### [Dataset items]

········

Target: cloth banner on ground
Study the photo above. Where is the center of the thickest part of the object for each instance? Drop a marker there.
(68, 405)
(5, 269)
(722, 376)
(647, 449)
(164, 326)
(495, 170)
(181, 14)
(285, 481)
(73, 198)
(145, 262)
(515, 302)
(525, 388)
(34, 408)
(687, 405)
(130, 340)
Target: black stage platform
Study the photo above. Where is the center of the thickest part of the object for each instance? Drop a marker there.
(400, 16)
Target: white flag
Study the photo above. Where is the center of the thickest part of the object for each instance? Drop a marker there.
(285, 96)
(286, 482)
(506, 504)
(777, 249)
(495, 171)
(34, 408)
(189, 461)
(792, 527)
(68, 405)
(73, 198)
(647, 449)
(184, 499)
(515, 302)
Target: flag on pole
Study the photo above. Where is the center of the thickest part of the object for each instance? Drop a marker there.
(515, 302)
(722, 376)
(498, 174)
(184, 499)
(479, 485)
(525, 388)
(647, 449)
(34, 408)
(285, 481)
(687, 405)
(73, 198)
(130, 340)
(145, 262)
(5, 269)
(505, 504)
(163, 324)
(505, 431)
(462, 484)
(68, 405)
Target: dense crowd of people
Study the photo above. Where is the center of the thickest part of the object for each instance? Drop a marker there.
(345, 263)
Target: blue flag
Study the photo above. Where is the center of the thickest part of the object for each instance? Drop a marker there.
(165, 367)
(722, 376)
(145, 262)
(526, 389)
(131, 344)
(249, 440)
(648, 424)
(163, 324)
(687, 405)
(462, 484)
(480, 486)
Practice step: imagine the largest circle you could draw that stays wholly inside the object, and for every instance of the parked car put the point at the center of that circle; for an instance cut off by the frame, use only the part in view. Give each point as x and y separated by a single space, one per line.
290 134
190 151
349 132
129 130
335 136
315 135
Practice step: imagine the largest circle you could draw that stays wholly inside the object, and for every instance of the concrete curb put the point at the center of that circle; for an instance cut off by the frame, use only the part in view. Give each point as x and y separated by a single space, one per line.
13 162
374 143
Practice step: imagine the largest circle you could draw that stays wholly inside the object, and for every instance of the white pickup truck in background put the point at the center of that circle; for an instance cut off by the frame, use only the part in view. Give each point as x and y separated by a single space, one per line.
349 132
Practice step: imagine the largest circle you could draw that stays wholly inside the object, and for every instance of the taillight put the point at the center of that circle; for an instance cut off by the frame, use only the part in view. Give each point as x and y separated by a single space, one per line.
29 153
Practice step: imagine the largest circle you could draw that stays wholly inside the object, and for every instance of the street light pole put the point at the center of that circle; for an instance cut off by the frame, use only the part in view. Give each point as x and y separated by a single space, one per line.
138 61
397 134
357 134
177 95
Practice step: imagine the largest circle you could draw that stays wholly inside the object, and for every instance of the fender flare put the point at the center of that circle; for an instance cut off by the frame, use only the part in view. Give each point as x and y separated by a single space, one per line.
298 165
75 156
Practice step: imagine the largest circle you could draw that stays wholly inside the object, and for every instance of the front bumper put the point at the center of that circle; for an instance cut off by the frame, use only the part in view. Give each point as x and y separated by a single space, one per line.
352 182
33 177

········

### [TASK INSTRUCTIONS]
Copy nothing beyond the line containing "Target: flag on pole". Transcribe exactly from the first line of the entries down to that line, inclusive.

### [RESULT FOR THIS TASK]
Target: cloth banner on ground
Study the photo above. Where is the center of the thickest part of the object for each instance? Drop a marker there.
(68, 405)
(5, 269)
(722, 376)
(647, 449)
(164, 326)
(495, 170)
(181, 14)
(285, 481)
(73, 198)
(145, 262)
(515, 302)
(525, 388)
(34, 408)
(687, 405)
(130, 340)
Target: black stage platform
Study the photo above. Where is the center of the thickest part of the object for each instance? Drop a marker there.
(400, 16)
Target: white flag
Study the photo above. Where is the center of the thickest part of the object for each instance? Drop a marker there.
(285, 96)
(286, 482)
(506, 504)
(777, 249)
(495, 171)
(34, 408)
(189, 461)
(792, 527)
(68, 405)
(73, 198)
(647, 449)
(184, 499)
(515, 302)
Target: flag on pole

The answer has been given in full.